## BEGIN Document excerpt

31 December 2010

Uncle Sam fukka

Team America: World Police

(2004)
Credit Ben Brantley's blurb today on the boys' upcoming Broadway musical for my yen to devote the last* of the first of the twenty-first to Parker and Stone, and the fact that I screened the South Park movie earlier this year for my choosing their later, almost equally brilliant feature.

*day
†decade
‡century, duh

28 December 2010

His voice's master

The King's Speech

Crit
As it turns out, this is probably my last movie house movie of 2010, since nothing seems to be opening Friday either downtown or in the 'burbs. Alas.

Probably there are Masterpiece Theatre junkies out there who can do lots more of this than I can, but I got a BBC kick out of seeing the stammering royal's Archbishop of Canterbury played by the best stammering royal ever, and the one scene shared by the best Darcy and Elizabeth Bennet was also a sweet touch. On a weirder note, strange to hear what I've always thought one of the most inspirationally martial pieces of music ever written by a German during the climactic and titular address--you know, the one where George VI is rallying his subjects to rise up again to repel the marauding Hun.

So coincidences and random chitchat aside, how's the film? Topping good entertainment, and Firth is sure to join the ranks of Damaged Guy Oscar® nominees--ranks that include his costar, coincidentally.
Trailers

26 December 2010

We cut the hair

The Man Who Wasn't There

(2001)
Two eternal associations with this film: with seeing it in a Manhattan theater I can't identify from subsequent Manhattan movie trips, with my still-wife, but after, I believe, the official separation had begun, or if not, very close to it, after it had been decided; and then, with a friend who always used to joke about spoiling a movie for someone who hadn't seen it by saying, "It was so great when the flying saucer came down."

Anyway, not sure why I'd given it 4 Netflix stars in the past, but I've cut that to 3. Which is, still, after all, "Liked It."

The belief that it would make him more dead

True Grit

Crit
Oh, my: for the most part the same story told in 1969, just told infinitely better in every way.

My sense about the language of the earlier version was accurate: many of the same lines are heard here, but there are also many more of what are presumably Portis's words--damn, I do have to put that on my 2011 reading list!

Maybe something else Coenish with dinner tonight?

Trailer

25 December 2010

View from the bridge

It's a Wonderful Life

(1946)
Impossible to watch this this time around without thinking of what I'm currently reading, Robert Caro's biography of Robert Moses, who, like George Bailey, was determined to shake the dust of his crummy little hometown (New Haven, in Moses's case) and build big, amazing things in a big, amazing world. So is Moses, who is responsible for most of the parks and bridges and roads of New York City and Long Island--and for the destruction of neighborhoods and other environments that his sometimes myopic vision demanded--simply George Bailey without a Mary Hatch to keep him from his dream? That would make this story a little less depressing.

## END Document excerpt
## BEGIN Given records

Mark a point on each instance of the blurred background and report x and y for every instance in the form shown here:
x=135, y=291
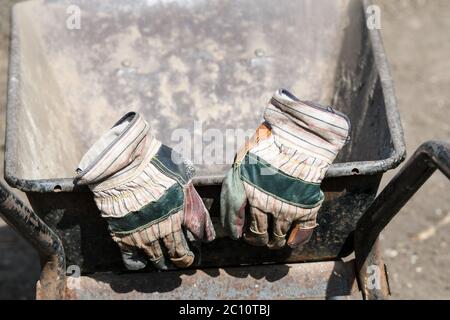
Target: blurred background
x=416, y=244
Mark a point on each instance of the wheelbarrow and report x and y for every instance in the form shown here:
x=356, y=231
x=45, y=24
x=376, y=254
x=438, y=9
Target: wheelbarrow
x=76, y=66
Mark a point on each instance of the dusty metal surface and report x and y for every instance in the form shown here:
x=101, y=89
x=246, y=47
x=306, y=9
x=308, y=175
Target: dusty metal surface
x=180, y=63
x=428, y=157
x=293, y=281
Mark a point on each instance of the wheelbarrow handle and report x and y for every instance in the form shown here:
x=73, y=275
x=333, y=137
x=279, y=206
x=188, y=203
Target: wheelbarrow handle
x=428, y=157
x=29, y=225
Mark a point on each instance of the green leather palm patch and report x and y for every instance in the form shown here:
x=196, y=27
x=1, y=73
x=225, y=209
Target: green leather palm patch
x=270, y=180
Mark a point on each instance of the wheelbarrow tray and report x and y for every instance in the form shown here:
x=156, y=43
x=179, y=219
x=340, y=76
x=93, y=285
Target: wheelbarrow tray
x=185, y=64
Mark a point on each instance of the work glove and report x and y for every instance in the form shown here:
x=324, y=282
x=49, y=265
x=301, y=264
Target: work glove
x=143, y=189
x=278, y=173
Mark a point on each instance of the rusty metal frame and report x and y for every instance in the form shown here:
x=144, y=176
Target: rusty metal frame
x=42, y=238
x=429, y=157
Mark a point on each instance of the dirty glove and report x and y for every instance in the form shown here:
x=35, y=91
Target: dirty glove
x=143, y=189
x=279, y=171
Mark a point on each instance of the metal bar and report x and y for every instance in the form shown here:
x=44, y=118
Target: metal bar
x=42, y=238
x=428, y=157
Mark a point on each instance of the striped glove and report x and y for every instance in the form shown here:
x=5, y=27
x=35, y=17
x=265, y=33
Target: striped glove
x=279, y=171
x=143, y=189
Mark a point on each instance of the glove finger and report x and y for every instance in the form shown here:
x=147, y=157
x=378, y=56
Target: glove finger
x=233, y=201
x=303, y=228
x=196, y=216
x=152, y=248
x=257, y=232
x=173, y=238
x=131, y=257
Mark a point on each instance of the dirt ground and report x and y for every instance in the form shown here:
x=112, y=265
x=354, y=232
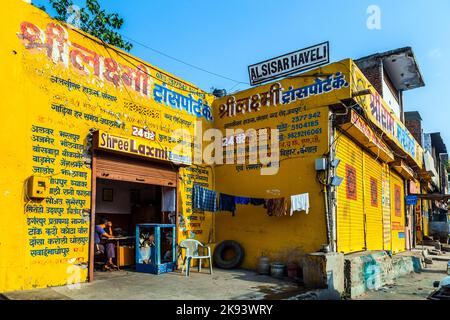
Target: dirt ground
x=129, y=285
x=415, y=286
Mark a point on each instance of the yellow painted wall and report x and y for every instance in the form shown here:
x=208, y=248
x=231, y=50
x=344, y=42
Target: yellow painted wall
x=53, y=93
x=301, y=143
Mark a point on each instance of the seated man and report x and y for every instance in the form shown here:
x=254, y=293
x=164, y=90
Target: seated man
x=101, y=245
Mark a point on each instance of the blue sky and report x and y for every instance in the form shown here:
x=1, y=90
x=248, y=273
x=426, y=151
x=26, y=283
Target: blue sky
x=226, y=36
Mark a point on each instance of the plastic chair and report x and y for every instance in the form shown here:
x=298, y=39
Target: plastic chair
x=192, y=252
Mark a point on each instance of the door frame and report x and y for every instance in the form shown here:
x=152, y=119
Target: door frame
x=95, y=156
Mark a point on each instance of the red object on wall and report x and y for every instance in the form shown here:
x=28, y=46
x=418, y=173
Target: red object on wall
x=398, y=200
x=374, y=192
x=350, y=178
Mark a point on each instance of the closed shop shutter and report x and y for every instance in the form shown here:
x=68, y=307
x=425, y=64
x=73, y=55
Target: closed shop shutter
x=373, y=208
x=386, y=202
x=350, y=217
x=397, y=213
x=425, y=217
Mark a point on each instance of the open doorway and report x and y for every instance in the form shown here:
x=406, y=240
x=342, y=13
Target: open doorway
x=129, y=192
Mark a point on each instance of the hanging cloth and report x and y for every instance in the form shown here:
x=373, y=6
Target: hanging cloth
x=276, y=207
x=204, y=199
x=300, y=202
x=257, y=201
x=169, y=198
x=227, y=203
x=242, y=200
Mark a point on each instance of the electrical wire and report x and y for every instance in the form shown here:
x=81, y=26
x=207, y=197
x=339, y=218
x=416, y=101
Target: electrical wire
x=183, y=62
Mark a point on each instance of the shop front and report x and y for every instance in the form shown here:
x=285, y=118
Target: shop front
x=90, y=132
x=371, y=154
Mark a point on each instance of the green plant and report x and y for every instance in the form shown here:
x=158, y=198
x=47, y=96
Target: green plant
x=93, y=20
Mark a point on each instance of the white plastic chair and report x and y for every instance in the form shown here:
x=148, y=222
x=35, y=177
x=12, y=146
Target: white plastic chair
x=192, y=252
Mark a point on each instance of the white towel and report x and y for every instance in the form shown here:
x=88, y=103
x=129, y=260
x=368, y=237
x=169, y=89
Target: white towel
x=169, y=199
x=300, y=202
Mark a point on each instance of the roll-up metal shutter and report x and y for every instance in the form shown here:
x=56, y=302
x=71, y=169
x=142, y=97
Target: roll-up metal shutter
x=386, y=203
x=373, y=208
x=350, y=204
x=397, y=213
x=114, y=167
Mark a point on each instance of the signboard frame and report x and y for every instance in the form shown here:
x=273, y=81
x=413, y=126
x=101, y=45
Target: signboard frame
x=291, y=70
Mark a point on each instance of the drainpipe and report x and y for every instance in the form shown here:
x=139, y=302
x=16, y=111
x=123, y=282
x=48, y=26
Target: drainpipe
x=330, y=194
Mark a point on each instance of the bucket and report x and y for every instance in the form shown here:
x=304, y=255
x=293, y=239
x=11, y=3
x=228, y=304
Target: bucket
x=292, y=269
x=277, y=270
x=264, y=265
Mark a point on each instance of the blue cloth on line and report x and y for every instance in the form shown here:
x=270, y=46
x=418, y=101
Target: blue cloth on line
x=227, y=203
x=242, y=200
x=257, y=201
x=204, y=199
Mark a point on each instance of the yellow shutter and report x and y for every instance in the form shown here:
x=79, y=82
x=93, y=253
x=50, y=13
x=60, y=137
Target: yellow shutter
x=373, y=208
x=397, y=213
x=386, y=202
x=350, y=217
x=425, y=217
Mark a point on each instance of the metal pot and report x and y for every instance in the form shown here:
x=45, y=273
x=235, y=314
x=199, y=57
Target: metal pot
x=277, y=269
x=264, y=265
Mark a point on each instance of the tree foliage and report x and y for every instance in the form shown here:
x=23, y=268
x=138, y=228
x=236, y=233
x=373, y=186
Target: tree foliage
x=93, y=20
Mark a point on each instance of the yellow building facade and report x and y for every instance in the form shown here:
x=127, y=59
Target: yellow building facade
x=77, y=112
x=60, y=86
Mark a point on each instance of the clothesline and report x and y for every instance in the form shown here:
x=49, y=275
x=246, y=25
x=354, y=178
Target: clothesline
x=206, y=200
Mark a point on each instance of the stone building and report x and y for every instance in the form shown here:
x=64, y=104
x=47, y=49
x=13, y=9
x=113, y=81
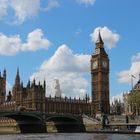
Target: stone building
x=100, y=78
x=32, y=97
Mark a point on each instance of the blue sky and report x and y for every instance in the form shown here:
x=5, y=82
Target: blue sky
x=53, y=39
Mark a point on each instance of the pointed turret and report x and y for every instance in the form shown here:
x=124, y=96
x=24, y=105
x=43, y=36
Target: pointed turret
x=17, y=79
x=99, y=39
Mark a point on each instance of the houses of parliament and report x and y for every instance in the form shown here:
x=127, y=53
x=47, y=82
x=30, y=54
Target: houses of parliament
x=33, y=96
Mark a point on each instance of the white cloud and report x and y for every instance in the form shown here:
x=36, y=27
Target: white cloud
x=69, y=68
x=25, y=9
x=3, y=8
x=125, y=75
x=109, y=37
x=52, y=4
x=10, y=45
x=36, y=41
x=86, y=2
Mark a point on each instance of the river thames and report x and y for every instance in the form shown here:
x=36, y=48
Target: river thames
x=69, y=136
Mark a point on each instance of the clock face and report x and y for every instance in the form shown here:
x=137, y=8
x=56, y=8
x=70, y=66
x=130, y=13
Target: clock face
x=94, y=64
x=104, y=64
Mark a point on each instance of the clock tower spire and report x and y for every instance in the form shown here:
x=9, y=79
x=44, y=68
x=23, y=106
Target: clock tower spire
x=100, y=78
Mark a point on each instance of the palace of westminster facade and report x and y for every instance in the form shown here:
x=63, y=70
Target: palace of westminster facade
x=32, y=97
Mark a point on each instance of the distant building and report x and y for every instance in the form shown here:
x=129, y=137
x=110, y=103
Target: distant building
x=132, y=108
x=56, y=88
x=117, y=107
x=32, y=96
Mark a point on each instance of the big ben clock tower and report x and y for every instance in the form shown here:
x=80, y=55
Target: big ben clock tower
x=100, y=78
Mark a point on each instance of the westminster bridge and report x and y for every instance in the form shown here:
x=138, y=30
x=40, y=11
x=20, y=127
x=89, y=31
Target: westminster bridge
x=37, y=122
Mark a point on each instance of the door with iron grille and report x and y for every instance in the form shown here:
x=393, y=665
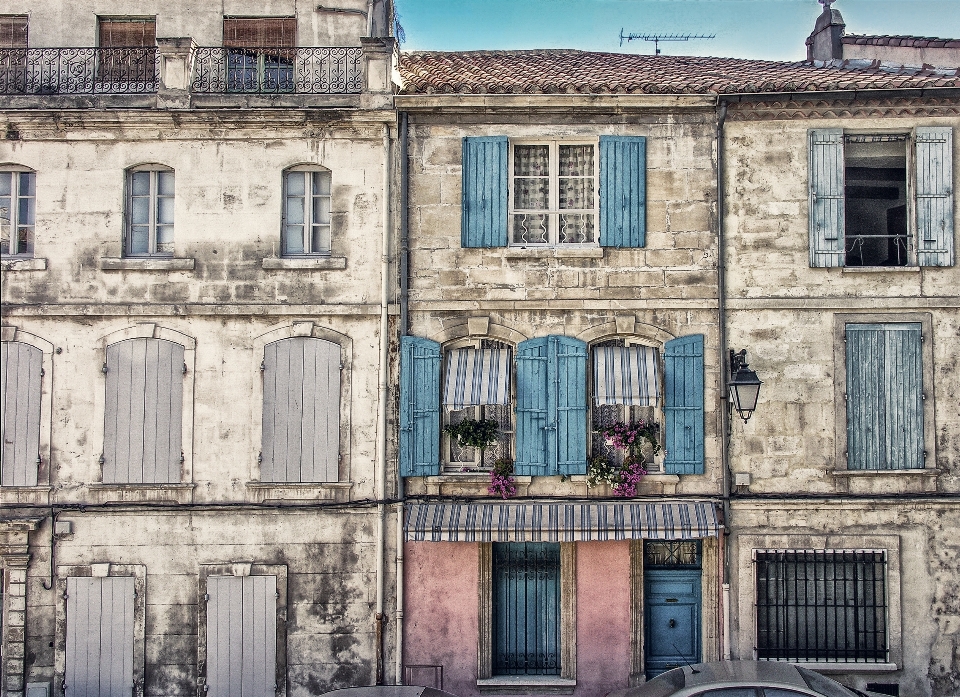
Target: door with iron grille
x=526, y=608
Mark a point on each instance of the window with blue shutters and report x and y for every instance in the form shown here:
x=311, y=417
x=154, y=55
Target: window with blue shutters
x=884, y=396
x=554, y=193
x=881, y=199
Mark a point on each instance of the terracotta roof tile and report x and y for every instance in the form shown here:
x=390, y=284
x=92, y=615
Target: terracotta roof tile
x=564, y=71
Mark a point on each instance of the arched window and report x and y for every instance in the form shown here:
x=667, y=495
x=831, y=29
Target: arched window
x=149, y=214
x=306, y=212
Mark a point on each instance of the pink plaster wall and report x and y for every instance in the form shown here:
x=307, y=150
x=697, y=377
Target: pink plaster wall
x=440, y=611
x=603, y=617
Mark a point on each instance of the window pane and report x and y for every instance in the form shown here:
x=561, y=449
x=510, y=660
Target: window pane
x=321, y=239
x=295, y=186
x=140, y=239
x=321, y=183
x=576, y=161
x=140, y=210
x=530, y=229
x=531, y=160
x=165, y=183
x=141, y=183
x=293, y=239
x=165, y=211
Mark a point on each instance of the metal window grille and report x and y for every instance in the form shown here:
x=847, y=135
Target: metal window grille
x=816, y=605
x=526, y=608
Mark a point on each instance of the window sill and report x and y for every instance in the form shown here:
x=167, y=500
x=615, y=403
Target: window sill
x=555, y=252
x=526, y=685
x=879, y=269
x=135, y=493
x=147, y=264
x=260, y=492
x=23, y=264
x=305, y=264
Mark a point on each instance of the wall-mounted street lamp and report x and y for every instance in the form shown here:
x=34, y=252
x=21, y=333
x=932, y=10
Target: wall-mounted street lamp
x=744, y=385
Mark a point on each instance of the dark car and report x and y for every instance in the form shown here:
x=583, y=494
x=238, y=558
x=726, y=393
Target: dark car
x=741, y=679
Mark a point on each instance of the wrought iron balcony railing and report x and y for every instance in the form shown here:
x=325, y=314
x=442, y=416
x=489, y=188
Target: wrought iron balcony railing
x=46, y=71
x=261, y=70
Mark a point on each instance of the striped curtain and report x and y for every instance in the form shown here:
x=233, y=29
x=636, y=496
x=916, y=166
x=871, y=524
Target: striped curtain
x=625, y=375
x=477, y=376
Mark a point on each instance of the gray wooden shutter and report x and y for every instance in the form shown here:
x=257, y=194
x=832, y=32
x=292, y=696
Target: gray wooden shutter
x=623, y=191
x=20, y=387
x=143, y=412
x=241, y=636
x=884, y=396
x=99, y=647
x=935, y=223
x=301, y=411
x=826, y=173
x=484, y=198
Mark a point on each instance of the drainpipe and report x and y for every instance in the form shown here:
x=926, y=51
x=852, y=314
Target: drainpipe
x=404, y=290
x=724, y=396
x=381, y=455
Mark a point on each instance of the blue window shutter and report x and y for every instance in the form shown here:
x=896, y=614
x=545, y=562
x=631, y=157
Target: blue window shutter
x=683, y=405
x=533, y=363
x=419, y=407
x=884, y=396
x=571, y=404
x=826, y=182
x=935, y=221
x=485, y=184
x=623, y=191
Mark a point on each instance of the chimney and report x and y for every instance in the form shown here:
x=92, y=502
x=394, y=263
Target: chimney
x=824, y=44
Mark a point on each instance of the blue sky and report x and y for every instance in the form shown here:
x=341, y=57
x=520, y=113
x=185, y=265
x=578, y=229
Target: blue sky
x=766, y=29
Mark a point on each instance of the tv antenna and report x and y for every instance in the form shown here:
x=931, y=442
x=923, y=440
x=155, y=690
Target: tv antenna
x=657, y=38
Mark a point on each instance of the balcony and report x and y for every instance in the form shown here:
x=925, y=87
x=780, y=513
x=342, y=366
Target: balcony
x=213, y=70
x=55, y=71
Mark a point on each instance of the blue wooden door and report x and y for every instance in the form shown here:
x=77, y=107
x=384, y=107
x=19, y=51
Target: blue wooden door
x=672, y=609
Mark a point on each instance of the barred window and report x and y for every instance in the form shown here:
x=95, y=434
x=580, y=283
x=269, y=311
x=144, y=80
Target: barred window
x=826, y=606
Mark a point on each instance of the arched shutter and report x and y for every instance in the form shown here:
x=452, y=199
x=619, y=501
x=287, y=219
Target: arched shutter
x=623, y=191
x=683, y=405
x=301, y=411
x=485, y=184
x=20, y=387
x=533, y=407
x=143, y=412
x=419, y=407
x=826, y=184
x=571, y=404
x=935, y=223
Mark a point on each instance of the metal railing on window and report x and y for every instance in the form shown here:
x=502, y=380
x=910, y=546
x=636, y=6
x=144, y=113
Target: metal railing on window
x=265, y=70
x=44, y=71
x=825, y=606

## END Given records

- [What is asked]
1. List the titles of the five films that the posts in the film blog review.
2. Write the next part of the film blog, picking up after its final sentence.

- [Answers to the problems]
1. Team America: World Police; The King's Speech; The Man Who Wasn't There; True Grit; It's a Wonderful Life

2.
The long grift

I Love You Phillip Morris

Crit
What says Christmas like a gay prison romance? And seeing this today made me think of my Christmas movie eight years ago, Catch Me If You Can, which is largely the same story, only heterosexual. But while it would be inaccurate to suggest that the gay slant isn't important in this one, it would be equally inaccurate to suggest that it's the only or even the main thing that matters. What is notable in this good, not great, film is that the same-sexness of the central couple is incidental to their story and their difficulties. It is as sweet and honest a male-homosexual love story as I can recall being portrayed on the screen--Jim Carrey and Ewan McGregor are convincing but thoroughly unclichéd as men who prefer men. Carrey's Steven Russell has issues with truth, it's true--but his roles as husband and father actually involve much more truth than do the roles that land him, repeatedly, in prison. And in the end, a movie truth that may or may not be a life truth prevails: the truth of love covers a multitude of lies.

24 December 2010

Prisons, workhouses

Scrooge

(1951)
The tragic tale of a proud GOP conservative filibustered into liberal submission by socialist ghosts.

23 December 2010

The pain of it

True Grit

(1969)
Well, hell, yeah: of course they gave Duke an Oscar®--who were they gonna give it to?--Kim Freakin' Darby? Glen Freakin' Campbell?

Buzz has it that the Coens' version (which I'll be seeing in a couple of days) retains a lot more of the language of Charles Portis's novel (whose editor, I just learned, is an author and a friend of mine). Well, if their script is better than this one, I'm ready to put their film--which has actual actors in the cast--in the pantheon right now, along with the novel, because the script I just saw performed, often poorly, is one of my favorite non-Tarantino scripts in a long, long time.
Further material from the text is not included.